:: Given text ::

New research highlights growing importance of China’s fixed income market
New research with 150 European institutional investors and wealth managers who have a combined AUM of USD292.8 billion, highlights the growing importance of China’s fixed income market, with 63 per cent expecting foreign investment into the asset class to increase in Q1 2021, compared to Q4 of 2020.
The study was carried out by NTree International Ltd which has expertise in China’s asset classes – bonds, equities and commodities, and the distribution of China-focused ETFs in Europe. International investors currently own about 3 per cent of China’s onshore bonds. The research reveals that 17 per cent of institutional investors predict that this will increase to 5 per cent this year, with 35 per cent and 32 per cent expecting it to reach this in 2022 and 2023 respectively.
Three quarters (76 per cent) of respondents agreed with the view that the expected increase in foreign investment in the Chinese fixed income market this year will be driven by monetary and fiscal policies in developed markets in relation to Covid-19, the continued growth in negative yields in Western fixed income markets and the fact that major bond indices are increasingly adding Chinese debt to their compositions.
The majority (80 per cent) also agreed that there will be an improvement in liquidity, ease of trading and market access in the Chinese bond market over the next three years as it catches up with more developed markets.
Timothy Harvey, CEO at NTree, comments: “The Chinese fixed income market is becoming more attractive as it matures and as investors look to new sources of yields. The outlook is very positive for the asset class with significant inflows of foreign investment predicted.”
When it comes to investing in Chinese funds, 77 per cent of institutional investors expect China-based investment teams to have the edge over those based in the West.

:::
:: Excerpted data ::

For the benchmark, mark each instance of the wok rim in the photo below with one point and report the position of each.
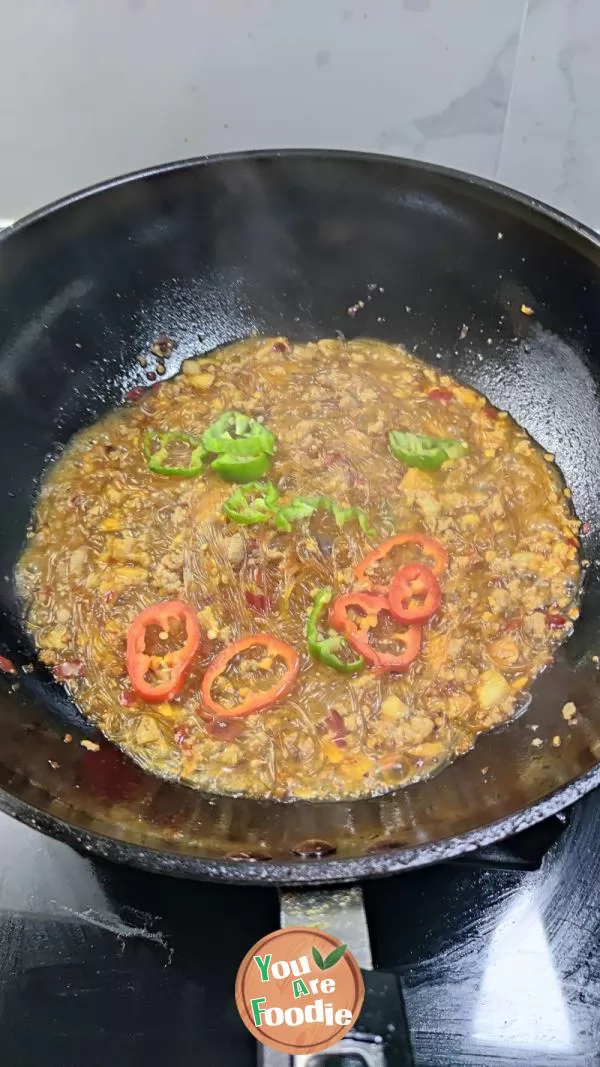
(326, 870)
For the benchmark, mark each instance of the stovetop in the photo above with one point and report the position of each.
(498, 955)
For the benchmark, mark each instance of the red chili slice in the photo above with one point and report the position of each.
(259, 699)
(430, 548)
(372, 606)
(177, 663)
(414, 593)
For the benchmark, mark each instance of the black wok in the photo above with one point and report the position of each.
(286, 242)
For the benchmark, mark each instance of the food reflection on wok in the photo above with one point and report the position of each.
(301, 570)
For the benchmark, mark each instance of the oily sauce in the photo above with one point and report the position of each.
(110, 537)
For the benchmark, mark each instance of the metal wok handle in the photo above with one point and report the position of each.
(381, 1037)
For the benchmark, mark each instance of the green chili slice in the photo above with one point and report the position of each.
(253, 504)
(234, 433)
(427, 454)
(240, 468)
(157, 447)
(326, 649)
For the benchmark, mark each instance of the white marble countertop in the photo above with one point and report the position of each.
(507, 89)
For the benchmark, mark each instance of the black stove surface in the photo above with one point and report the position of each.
(498, 956)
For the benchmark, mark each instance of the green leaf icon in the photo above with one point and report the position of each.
(318, 958)
(334, 956)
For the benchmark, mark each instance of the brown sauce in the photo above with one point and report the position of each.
(110, 538)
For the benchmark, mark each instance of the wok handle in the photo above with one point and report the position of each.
(381, 1035)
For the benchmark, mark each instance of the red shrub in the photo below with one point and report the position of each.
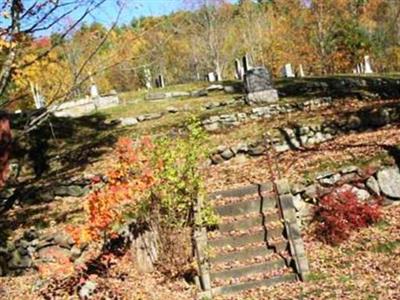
(340, 212)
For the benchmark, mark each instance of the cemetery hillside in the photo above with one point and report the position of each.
(200, 149)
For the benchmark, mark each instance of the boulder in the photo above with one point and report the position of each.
(211, 126)
(389, 182)
(216, 159)
(71, 191)
(227, 154)
(373, 185)
(256, 151)
(128, 121)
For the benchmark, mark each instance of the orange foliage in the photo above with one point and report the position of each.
(128, 181)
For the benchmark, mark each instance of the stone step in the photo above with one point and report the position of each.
(235, 288)
(244, 224)
(272, 232)
(248, 270)
(243, 191)
(238, 241)
(248, 206)
(242, 255)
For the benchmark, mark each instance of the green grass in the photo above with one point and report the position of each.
(388, 247)
(139, 94)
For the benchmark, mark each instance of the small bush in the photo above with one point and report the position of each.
(155, 182)
(340, 212)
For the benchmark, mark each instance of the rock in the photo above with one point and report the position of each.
(324, 174)
(240, 159)
(18, 261)
(152, 116)
(256, 151)
(211, 127)
(240, 148)
(281, 148)
(331, 180)
(72, 191)
(199, 93)
(373, 185)
(216, 159)
(311, 191)
(298, 202)
(389, 182)
(221, 148)
(31, 234)
(229, 89)
(172, 109)
(227, 154)
(298, 188)
(179, 94)
(128, 121)
(155, 96)
(361, 194)
(53, 253)
(87, 289)
(215, 87)
(63, 240)
(282, 186)
(75, 252)
(354, 122)
(348, 169)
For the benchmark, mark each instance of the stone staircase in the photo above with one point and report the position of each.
(256, 244)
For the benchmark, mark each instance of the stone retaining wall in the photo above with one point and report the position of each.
(368, 183)
(82, 107)
(301, 136)
(265, 112)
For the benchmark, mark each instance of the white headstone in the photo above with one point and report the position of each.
(161, 81)
(37, 96)
(301, 71)
(358, 69)
(246, 63)
(94, 93)
(211, 77)
(238, 69)
(288, 71)
(147, 78)
(367, 65)
(361, 68)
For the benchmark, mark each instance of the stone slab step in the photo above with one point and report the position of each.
(248, 206)
(249, 222)
(272, 232)
(235, 288)
(244, 254)
(248, 270)
(243, 191)
(238, 241)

:::

__Work to be completed__
Copy the China fixed income article from the words "New research highlights" through the words "and 2023 respectively.", swapping "institutional investors" for "professional investors" throughout.

__Result for this task__
New research highlights growing importance of China’s fixed income market
New research with 150 European professional investors and wealth managers who have a combined AUM of USD292.8 billion, highlights the growing importance of China’s fixed income market, with 63 per cent expecting foreign investment into the asset class to increase in Q1 2021, compared to Q4 of 2020.
The study was carried out by NTree International Ltd which has expertise in China’s asset classes – bonds, equities and commodities, and the distribution of China-focused ETFs in Europe. International investors currently own about 3 per cent of China’s onshore bonds. The research reveals that 17 per cent of professional investors predict that this will increase to 5 per cent this year, with 35 per cent and 32 per cent expecting it to reach this in 2022 and 2023 respectively.